**Task directions**
Copy out the lines from the start of the data file up to and including the line containing "[0,126,144,298]", reproducing them unchanged. Leave the pictures out of your answer.

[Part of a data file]
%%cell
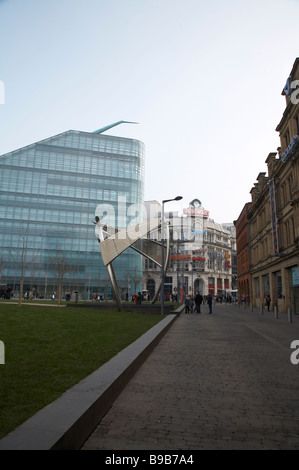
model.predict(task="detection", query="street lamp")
[161,196,183,315]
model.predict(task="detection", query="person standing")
[185,296,190,313]
[194,292,202,313]
[266,294,271,312]
[207,294,212,313]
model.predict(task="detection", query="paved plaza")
[82,304,299,450]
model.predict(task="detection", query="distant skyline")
[0,0,299,223]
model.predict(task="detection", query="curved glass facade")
[0,131,144,298]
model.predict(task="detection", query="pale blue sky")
[0,0,299,223]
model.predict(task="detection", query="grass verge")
[0,304,162,438]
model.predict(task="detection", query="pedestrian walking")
[185,297,190,313]
[266,294,271,312]
[194,292,203,313]
[207,294,212,313]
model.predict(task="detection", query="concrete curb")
[0,314,178,450]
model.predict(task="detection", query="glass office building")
[0,126,144,298]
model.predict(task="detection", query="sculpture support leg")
[107,263,122,310]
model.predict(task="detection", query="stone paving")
[82,304,299,450]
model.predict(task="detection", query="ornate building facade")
[237,58,299,313]
[143,199,236,300]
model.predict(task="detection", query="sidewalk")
[82,304,299,450]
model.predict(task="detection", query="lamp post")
[161,196,183,315]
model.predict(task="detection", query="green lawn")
[0,304,162,438]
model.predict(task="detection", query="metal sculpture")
[94,217,170,310]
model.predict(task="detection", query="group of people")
[185,292,212,314]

**Exercise result**
%%cell
model.predict(task="detection", query="street lamp")
[161,196,183,315]
model.predict(task="detection", query="person standing")
[185,296,190,313]
[194,292,202,313]
[266,294,271,312]
[207,294,212,313]
model.predict(task="detection", query="paved plaza")
[82,304,299,450]
model.predict(task="detection", query="distant skyline")
[0,0,299,223]
model.predict(task="detection", query="curved glass facade")
[0,131,144,298]
model.predict(task="detection", query="pale blue sky")
[0,0,299,223]
model.predict(task="detection", query="grass verge")
[0,304,162,438]
model.predict(task="detection", query="pedestrian walking")
[185,297,190,313]
[266,294,271,312]
[194,292,203,313]
[207,294,212,313]
model.predict(task="detection", query="concrete curb")
[0,314,178,450]
model.predict(task="detection", query="glass office building")
[0,126,144,298]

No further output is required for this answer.